=== WHAT THE EXERCISE ASKS ===
There is one span to output from the data below: the lines starting at the line with "Target: man in black coat" and ending at the line with "Target: boy in blue jacket". Output it exactly, ends included, nothing more.

=== AVAILABLE RECORDS ===

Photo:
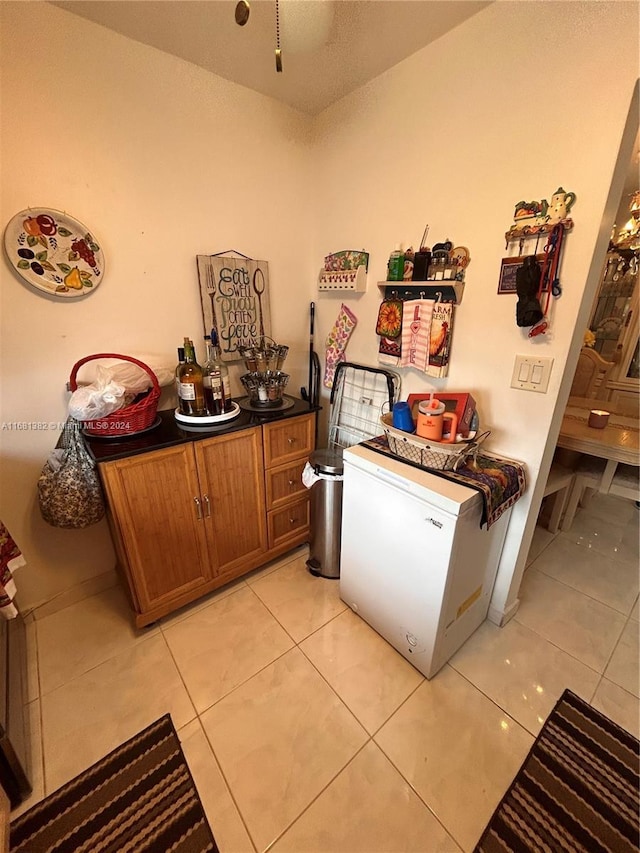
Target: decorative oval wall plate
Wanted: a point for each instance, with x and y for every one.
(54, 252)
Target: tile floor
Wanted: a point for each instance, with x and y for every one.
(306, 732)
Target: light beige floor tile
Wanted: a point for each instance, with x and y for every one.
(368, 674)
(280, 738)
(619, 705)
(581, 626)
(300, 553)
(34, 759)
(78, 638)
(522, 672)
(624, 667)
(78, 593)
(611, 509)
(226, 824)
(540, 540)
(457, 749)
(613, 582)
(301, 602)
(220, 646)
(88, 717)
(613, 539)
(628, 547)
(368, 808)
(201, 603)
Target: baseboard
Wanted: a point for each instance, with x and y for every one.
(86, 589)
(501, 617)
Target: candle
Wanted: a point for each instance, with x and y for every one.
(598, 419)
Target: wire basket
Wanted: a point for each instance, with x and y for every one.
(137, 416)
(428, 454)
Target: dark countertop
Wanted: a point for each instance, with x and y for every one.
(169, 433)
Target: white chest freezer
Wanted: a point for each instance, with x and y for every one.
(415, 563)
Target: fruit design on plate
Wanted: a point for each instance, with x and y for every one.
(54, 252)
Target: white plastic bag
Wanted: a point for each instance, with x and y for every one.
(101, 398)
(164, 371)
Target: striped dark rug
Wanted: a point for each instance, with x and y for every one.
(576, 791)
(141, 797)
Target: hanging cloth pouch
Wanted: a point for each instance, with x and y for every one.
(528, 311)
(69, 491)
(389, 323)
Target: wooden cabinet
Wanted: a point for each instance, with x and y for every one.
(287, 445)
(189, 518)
--
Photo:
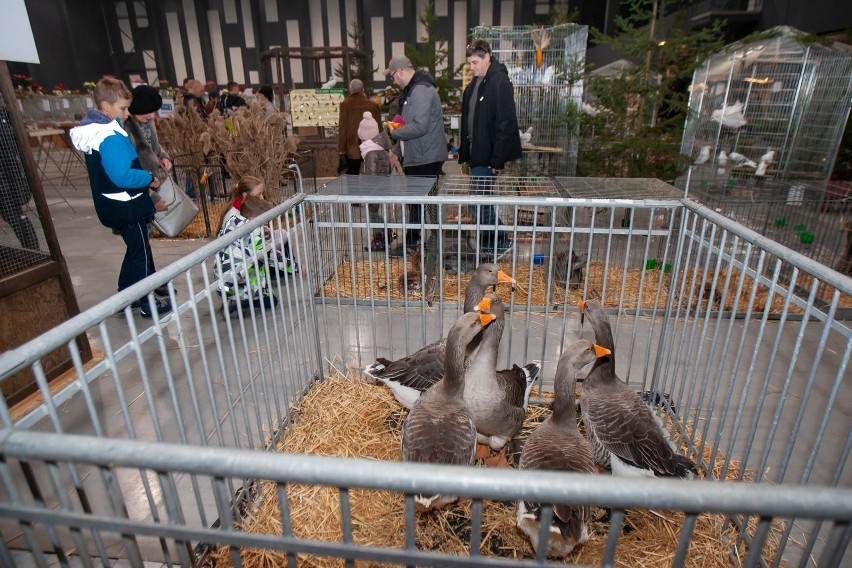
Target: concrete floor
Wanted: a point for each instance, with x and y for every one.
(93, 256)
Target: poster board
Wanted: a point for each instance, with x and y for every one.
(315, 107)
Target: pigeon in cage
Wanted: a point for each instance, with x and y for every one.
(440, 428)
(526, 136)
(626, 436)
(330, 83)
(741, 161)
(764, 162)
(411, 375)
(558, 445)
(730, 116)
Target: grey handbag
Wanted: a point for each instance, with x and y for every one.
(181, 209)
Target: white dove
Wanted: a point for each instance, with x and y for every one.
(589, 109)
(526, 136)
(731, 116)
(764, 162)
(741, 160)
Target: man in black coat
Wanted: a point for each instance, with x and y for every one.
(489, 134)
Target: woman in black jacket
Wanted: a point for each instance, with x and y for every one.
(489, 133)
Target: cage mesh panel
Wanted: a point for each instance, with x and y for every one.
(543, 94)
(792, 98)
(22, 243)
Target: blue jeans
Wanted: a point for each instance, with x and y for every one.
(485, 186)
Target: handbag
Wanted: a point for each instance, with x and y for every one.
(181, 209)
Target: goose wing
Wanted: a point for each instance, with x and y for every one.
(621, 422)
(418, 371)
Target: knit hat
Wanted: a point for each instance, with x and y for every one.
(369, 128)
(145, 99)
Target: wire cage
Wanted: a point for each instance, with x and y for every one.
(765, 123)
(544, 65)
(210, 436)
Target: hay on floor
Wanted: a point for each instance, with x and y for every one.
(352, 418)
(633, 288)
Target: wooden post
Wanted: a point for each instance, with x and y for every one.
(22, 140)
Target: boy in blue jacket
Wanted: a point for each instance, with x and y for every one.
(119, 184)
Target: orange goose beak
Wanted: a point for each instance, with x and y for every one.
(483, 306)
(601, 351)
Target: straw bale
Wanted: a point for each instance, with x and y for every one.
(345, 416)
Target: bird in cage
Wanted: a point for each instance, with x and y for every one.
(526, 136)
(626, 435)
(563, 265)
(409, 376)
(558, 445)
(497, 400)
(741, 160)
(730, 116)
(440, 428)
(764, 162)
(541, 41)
---
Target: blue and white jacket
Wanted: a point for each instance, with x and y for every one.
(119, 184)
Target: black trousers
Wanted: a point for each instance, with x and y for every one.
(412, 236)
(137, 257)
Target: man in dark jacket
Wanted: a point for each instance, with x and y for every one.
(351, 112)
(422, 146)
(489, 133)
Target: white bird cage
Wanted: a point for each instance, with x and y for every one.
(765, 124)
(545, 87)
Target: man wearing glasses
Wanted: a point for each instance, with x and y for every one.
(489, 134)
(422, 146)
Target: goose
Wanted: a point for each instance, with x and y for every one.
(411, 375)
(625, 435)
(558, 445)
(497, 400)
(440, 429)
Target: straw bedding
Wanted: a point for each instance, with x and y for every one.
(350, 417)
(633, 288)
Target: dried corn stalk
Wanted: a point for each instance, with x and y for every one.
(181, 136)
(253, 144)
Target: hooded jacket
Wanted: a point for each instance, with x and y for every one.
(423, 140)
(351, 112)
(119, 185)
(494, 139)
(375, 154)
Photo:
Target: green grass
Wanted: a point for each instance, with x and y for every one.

=== EXPECTED ANSWER ===
Target: man in black coat
Wanted: a point for each instance, with x and y for every one.
(489, 134)
Target: woman in black jacket
Wanted: a point for each instance, with x and y for every one.
(489, 133)
Target: cage mesh panel
Wanted: a point for each instance, with x and y for every one.
(543, 94)
(792, 98)
(22, 243)
Target: blue jeans
Wanted: a point for each instance, with x and y for every one.
(485, 186)
Target: handbag
Wanted: a point for each instance, with x and y for every one.
(181, 209)
Target: goose wing
Wanted: a point for each instance, with x and y for every one.
(621, 422)
(418, 371)
Target: knit hat
Wanted: a point for each instance, with x and y for every one.
(369, 128)
(145, 99)
Target: wire cage
Wanted: a point for each instance, with x and y for every one.
(765, 123)
(544, 65)
(210, 436)
Target: hay on floor
Wanted: a point for each instance, with x and y for every one.
(352, 418)
(633, 288)
Target: wooden post
Wanted: a point for each instance, with x and y for every one.
(22, 140)
Target: boy in blue jacket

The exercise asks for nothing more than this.